• THE PROBLEM:
Copy out all of the data exactly as it appears.

• INFORMATION PROVIDED:
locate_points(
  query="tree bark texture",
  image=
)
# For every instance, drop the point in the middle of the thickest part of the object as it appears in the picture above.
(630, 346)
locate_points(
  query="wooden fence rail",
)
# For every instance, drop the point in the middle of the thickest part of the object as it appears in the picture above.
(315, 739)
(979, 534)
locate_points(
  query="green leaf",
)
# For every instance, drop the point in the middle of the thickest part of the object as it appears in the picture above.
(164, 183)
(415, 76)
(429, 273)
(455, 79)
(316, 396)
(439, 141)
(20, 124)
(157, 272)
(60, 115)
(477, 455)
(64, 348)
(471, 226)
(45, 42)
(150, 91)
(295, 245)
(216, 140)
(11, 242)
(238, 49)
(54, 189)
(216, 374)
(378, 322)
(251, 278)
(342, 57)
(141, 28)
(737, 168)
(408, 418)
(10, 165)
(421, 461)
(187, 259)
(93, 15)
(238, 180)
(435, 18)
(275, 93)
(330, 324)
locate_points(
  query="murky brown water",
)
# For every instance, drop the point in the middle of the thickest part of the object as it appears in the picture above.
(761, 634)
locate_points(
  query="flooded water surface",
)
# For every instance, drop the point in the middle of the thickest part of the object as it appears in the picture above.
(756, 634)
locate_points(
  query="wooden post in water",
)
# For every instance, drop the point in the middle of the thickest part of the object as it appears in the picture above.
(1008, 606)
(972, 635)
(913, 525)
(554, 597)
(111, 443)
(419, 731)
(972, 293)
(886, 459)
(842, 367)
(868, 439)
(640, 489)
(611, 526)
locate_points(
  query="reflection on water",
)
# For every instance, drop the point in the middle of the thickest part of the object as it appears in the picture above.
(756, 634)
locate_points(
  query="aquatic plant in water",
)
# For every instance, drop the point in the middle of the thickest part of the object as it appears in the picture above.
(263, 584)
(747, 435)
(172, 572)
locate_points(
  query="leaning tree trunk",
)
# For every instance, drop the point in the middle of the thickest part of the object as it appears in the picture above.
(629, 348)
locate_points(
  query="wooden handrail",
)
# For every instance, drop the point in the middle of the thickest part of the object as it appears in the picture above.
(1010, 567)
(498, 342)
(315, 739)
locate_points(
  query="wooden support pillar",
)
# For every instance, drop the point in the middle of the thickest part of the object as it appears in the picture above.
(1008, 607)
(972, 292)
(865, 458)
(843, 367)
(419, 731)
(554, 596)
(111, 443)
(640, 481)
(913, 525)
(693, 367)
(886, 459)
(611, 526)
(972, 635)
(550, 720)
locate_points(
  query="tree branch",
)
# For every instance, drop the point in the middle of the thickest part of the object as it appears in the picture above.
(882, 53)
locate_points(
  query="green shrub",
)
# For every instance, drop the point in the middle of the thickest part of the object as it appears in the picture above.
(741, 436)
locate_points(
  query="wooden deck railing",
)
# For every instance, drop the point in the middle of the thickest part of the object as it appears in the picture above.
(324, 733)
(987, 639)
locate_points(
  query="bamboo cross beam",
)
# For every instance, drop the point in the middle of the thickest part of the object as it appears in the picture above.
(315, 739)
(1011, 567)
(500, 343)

• THE ANSWER:
locate_points(
  query="tree bark texture",
  image=
)
# For every instance, drop the point in the middle of the thickest part of the object as it appears in the picture above.
(630, 346)
locate_points(
  query="wooden fence rail",
)
# For every instance, drop the point in the middle of the thickest part of the object as it appears in the picture above.
(315, 739)
(979, 534)
locate_points(
  query="green leaf",
)
# For every instance, drop the point in the middle of the thickest part of the object as it appears in the picture above.
(164, 183)
(415, 76)
(429, 273)
(455, 79)
(316, 396)
(439, 141)
(20, 124)
(157, 272)
(60, 115)
(477, 455)
(64, 348)
(471, 226)
(45, 42)
(150, 91)
(295, 245)
(216, 140)
(11, 242)
(238, 49)
(54, 189)
(216, 374)
(378, 322)
(251, 278)
(342, 57)
(141, 28)
(737, 168)
(408, 418)
(10, 165)
(421, 461)
(187, 259)
(93, 15)
(238, 180)
(435, 18)
(275, 93)
(330, 324)
locate_points(
  query="murky brown water",
)
# For every instance, drop the point in the middle of the thickest part of the object as it appears in the picture above.
(761, 634)
locate_points(
  query="flooded water surface",
)
# For every instance, drop the point in the middle of the thickest part of the object as it appears in the picture above.
(756, 634)
locate_points(
  query="wooden post in water",
)
# For every instance, drop the point in the middle of the thickest part of the object as it appears in the picture above.
(1008, 606)
(972, 635)
(913, 525)
(554, 597)
(111, 443)
(419, 731)
(972, 293)
(886, 459)
(842, 367)
(868, 439)
(640, 489)
(611, 526)
locate_points(
  query="reflection on water",
)
# For every instance, drop the point in the middle of the thickest part of the object as it appears in the picture above.
(756, 634)
locate_points(
  query="aquatic plant in water",
)
# For every instance, drop the point in the middle of the thickest part of the object as it appears in the picture above.
(263, 584)
(747, 435)
(172, 572)
locate_points(
  query="leaning tree trunk",
)
# For every instance, drop the point in the middle of the thickest part of the object as it appears in the picture above.
(629, 348)
locate_points(
  query="wooden handrail",
)
# For every instance, drop the point in the middle of the thickest part of the object as it appears in the picture above.
(1010, 567)
(498, 342)
(315, 739)
locate_points(
  query="wooden support pillar",
)
# For every instance, drop the point in the middle of the thickest part of the object as it appears in the picture above.
(1008, 607)
(972, 292)
(865, 458)
(843, 367)
(419, 731)
(554, 596)
(111, 443)
(640, 481)
(913, 525)
(693, 367)
(886, 459)
(611, 526)
(972, 635)
(550, 720)
locate_points(
  query="tree branch",
)
# For every instance, drop the point in the middle of the thickest part of the object as it appears in the picture above.
(882, 53)
locate_points(
  query="green shrub",
)
# For every instance, drop the point in the middle of the thickest part of the object as it appears in the picture above.
(741, 436)
locate_points(
  query="wooden deck railing",
)
# For every instance, drop the point in the middle of the thickest part of the object as it appears in the picture above.
(324, 733)
(987, 639)
locate_points(
  query="bamboo cross beam",
)
# For every instance, drop the point in the middle of the thickest part of the object as it appears in the picture above.
(315, 739)
(1011, 567)
(500, 343)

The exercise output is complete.